Written task: Locate each line in the listing below that contains the word "frame", and copy those lines one per line.

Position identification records
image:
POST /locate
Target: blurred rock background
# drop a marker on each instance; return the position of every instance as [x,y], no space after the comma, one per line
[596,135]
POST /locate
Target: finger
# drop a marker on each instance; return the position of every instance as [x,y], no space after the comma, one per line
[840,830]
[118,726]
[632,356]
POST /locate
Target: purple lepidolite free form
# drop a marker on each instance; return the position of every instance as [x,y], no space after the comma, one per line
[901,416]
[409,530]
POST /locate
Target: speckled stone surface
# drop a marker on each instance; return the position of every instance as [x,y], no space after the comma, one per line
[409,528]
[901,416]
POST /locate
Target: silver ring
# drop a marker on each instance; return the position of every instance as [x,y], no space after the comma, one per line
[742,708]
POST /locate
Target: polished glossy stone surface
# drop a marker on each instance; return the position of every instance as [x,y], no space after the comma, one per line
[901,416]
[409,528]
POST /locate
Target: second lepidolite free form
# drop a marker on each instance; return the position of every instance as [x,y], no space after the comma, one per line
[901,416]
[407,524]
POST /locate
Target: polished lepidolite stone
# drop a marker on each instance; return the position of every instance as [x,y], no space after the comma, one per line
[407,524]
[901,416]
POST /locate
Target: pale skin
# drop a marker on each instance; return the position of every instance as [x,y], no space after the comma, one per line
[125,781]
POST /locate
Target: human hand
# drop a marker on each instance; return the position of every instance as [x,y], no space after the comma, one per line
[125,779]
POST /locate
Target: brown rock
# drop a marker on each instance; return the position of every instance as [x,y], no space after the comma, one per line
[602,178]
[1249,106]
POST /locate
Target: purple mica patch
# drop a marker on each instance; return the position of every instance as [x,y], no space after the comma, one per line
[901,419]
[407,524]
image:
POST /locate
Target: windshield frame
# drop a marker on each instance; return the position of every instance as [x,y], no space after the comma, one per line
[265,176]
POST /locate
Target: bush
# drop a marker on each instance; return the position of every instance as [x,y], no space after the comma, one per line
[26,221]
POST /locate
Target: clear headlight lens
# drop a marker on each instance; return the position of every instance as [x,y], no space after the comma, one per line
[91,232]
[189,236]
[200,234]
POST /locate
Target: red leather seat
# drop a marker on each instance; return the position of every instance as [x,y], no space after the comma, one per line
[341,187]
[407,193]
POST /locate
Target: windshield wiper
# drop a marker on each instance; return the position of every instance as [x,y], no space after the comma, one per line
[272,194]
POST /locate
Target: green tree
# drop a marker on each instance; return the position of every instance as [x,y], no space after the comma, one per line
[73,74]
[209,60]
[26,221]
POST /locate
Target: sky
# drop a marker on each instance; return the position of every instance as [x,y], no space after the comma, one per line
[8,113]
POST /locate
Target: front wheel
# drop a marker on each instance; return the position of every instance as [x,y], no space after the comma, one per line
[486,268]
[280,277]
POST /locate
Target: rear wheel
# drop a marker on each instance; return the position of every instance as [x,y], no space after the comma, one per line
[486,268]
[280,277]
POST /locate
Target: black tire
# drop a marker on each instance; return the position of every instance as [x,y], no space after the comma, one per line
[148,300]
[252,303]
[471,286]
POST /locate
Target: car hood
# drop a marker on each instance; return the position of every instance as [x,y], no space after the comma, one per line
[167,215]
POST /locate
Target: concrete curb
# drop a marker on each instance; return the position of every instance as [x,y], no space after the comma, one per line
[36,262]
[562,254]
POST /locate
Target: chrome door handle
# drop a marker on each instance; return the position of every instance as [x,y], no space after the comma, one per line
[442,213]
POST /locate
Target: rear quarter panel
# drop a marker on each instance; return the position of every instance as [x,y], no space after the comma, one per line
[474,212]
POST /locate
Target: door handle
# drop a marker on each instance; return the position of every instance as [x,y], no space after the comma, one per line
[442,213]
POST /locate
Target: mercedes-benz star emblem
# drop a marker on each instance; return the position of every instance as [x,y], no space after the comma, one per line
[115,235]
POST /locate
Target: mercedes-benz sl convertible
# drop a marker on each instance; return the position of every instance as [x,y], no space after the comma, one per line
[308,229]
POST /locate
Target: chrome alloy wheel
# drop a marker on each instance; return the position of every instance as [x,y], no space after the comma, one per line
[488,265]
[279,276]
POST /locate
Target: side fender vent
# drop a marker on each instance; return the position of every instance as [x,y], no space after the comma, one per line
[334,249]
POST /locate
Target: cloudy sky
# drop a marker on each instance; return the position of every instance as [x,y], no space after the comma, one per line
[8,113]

==

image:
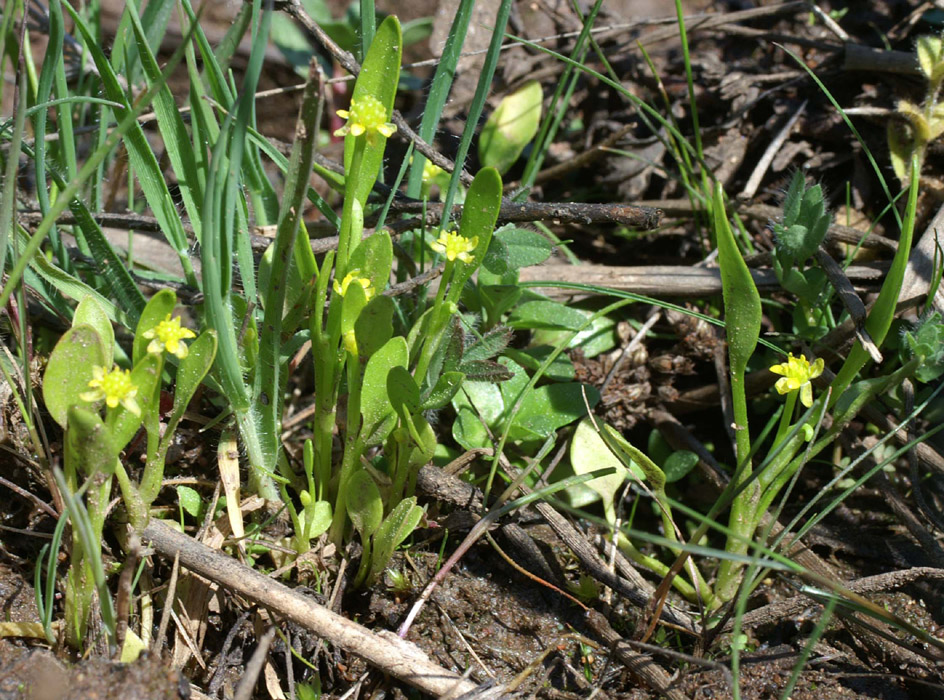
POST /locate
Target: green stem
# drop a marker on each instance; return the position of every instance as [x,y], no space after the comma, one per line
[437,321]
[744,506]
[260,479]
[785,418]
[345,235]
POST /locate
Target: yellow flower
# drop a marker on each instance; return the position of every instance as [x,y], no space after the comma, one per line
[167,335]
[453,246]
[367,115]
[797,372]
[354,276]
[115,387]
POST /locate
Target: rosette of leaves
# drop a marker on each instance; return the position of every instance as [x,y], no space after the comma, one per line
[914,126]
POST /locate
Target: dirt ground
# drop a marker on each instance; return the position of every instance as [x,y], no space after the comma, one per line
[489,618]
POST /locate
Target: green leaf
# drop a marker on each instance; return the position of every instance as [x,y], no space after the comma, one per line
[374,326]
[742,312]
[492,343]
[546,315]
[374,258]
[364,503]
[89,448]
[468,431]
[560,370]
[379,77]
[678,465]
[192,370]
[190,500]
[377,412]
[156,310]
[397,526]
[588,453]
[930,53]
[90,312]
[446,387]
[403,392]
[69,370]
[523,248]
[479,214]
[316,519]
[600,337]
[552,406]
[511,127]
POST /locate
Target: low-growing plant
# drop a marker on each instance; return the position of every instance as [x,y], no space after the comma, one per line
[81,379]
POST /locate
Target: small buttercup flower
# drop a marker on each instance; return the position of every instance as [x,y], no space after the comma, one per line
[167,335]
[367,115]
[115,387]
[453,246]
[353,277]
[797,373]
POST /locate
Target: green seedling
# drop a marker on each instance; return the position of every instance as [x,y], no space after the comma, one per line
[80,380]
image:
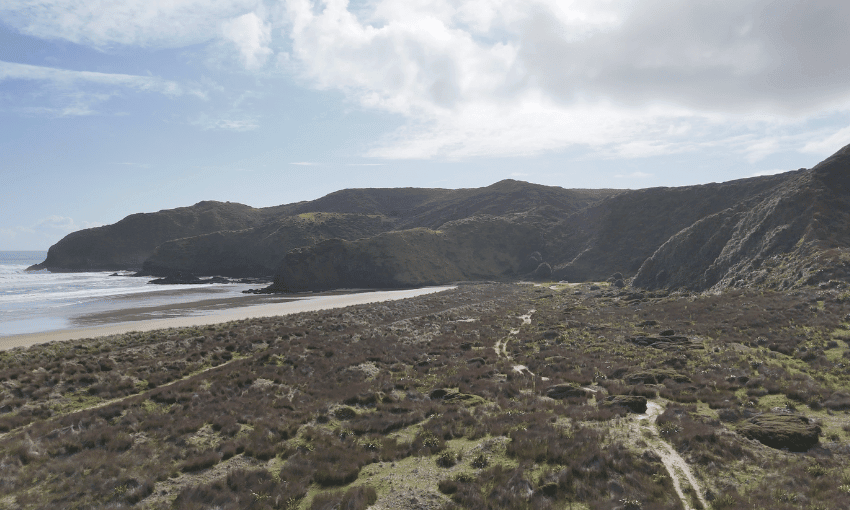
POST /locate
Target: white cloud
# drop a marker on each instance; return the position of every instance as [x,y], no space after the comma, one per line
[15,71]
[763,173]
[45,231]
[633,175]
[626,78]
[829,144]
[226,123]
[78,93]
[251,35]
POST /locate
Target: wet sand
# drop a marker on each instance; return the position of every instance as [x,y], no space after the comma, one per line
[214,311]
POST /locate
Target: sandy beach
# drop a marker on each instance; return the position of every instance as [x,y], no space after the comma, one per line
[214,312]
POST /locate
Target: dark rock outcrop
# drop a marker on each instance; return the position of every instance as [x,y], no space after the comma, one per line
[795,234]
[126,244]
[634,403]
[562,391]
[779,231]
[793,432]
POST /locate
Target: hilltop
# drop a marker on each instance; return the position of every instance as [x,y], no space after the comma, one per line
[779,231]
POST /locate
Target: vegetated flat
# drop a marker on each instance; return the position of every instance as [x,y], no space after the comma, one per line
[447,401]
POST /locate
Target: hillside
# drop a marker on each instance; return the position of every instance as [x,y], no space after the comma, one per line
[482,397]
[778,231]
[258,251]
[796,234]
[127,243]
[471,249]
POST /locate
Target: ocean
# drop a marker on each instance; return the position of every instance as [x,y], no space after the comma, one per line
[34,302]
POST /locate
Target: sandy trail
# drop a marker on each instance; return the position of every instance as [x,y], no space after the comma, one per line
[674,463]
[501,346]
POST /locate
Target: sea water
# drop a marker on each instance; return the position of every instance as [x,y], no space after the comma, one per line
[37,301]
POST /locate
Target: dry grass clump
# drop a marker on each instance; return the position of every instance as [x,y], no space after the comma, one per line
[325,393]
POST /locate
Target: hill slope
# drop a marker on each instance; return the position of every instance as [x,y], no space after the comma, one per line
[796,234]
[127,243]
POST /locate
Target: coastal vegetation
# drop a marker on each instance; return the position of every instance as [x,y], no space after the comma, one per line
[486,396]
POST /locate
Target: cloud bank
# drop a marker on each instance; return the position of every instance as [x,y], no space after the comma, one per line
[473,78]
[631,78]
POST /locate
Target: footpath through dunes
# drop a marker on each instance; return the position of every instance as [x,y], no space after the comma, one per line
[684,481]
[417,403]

...

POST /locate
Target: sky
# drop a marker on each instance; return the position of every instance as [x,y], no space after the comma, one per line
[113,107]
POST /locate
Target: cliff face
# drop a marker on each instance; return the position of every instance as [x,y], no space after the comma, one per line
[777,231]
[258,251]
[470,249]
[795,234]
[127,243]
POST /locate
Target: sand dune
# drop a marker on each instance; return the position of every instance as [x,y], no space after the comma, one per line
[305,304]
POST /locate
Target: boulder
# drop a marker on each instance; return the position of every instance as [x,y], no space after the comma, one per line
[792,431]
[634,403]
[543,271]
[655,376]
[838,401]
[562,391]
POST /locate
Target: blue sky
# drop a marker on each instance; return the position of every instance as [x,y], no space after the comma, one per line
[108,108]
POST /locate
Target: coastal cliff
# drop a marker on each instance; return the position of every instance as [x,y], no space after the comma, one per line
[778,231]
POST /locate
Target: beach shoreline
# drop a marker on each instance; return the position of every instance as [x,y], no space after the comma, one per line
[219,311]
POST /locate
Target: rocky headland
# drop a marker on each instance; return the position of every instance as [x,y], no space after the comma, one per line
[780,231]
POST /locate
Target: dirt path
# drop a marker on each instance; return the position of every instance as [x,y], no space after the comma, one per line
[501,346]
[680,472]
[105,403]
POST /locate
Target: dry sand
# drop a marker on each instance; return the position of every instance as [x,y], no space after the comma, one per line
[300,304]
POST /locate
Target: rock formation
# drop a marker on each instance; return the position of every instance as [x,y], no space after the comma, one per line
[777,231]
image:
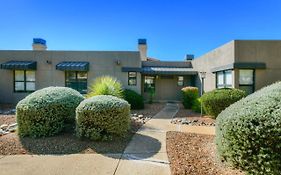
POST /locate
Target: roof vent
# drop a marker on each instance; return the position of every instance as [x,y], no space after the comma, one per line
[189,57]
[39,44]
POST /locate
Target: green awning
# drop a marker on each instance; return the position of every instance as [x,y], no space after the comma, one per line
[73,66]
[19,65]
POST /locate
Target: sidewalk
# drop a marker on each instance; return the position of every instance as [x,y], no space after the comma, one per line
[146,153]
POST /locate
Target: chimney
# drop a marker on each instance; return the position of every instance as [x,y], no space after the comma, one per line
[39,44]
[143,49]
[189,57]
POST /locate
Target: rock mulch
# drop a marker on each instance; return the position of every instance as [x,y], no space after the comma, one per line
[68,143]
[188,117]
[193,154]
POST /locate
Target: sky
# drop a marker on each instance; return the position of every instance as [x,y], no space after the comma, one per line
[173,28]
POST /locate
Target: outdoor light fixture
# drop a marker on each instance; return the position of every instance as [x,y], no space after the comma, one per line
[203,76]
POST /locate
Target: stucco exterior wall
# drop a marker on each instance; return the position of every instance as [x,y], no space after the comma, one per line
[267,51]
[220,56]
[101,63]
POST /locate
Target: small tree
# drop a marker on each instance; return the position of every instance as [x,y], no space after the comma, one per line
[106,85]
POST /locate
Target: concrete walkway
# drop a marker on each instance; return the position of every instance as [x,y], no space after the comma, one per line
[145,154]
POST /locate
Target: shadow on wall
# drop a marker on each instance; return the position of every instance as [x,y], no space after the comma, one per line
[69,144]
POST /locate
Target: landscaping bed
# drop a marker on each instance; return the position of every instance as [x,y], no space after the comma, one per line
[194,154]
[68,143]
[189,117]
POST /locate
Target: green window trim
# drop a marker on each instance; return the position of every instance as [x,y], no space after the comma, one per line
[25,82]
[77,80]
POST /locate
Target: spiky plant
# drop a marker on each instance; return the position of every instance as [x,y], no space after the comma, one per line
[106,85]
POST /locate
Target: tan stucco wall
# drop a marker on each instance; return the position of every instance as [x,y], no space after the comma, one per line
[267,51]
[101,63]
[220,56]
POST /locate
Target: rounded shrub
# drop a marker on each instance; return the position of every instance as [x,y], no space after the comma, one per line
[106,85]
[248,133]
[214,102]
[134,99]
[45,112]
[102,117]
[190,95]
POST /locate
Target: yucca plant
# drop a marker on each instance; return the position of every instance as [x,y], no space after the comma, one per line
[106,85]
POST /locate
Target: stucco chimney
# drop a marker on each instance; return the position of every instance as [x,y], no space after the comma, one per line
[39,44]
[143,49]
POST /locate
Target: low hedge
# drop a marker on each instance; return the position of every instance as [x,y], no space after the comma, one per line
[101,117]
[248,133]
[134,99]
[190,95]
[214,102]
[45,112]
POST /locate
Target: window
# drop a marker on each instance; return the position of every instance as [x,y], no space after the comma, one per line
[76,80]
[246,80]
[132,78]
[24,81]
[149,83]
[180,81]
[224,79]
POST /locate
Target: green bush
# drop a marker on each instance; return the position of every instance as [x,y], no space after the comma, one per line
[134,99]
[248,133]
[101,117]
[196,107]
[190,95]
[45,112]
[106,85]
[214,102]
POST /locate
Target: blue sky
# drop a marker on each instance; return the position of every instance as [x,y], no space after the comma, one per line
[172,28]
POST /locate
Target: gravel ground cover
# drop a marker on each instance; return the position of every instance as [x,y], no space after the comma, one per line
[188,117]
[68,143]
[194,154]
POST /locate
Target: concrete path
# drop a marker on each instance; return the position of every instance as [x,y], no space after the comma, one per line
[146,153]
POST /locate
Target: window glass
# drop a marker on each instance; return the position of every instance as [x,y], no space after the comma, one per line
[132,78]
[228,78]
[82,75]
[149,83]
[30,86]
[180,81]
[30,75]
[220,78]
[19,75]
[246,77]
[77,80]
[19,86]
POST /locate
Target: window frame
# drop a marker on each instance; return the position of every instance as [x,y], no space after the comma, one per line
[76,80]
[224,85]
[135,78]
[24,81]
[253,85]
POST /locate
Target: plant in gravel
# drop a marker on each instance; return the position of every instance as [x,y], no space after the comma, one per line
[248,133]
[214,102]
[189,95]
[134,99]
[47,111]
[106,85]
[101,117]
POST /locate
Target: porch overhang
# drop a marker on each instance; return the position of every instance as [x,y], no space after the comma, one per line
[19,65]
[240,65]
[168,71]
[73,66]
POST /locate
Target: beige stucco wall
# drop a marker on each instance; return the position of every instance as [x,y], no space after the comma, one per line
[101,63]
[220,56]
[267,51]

Exercise solution:
Target: windshield frame
Target: window frame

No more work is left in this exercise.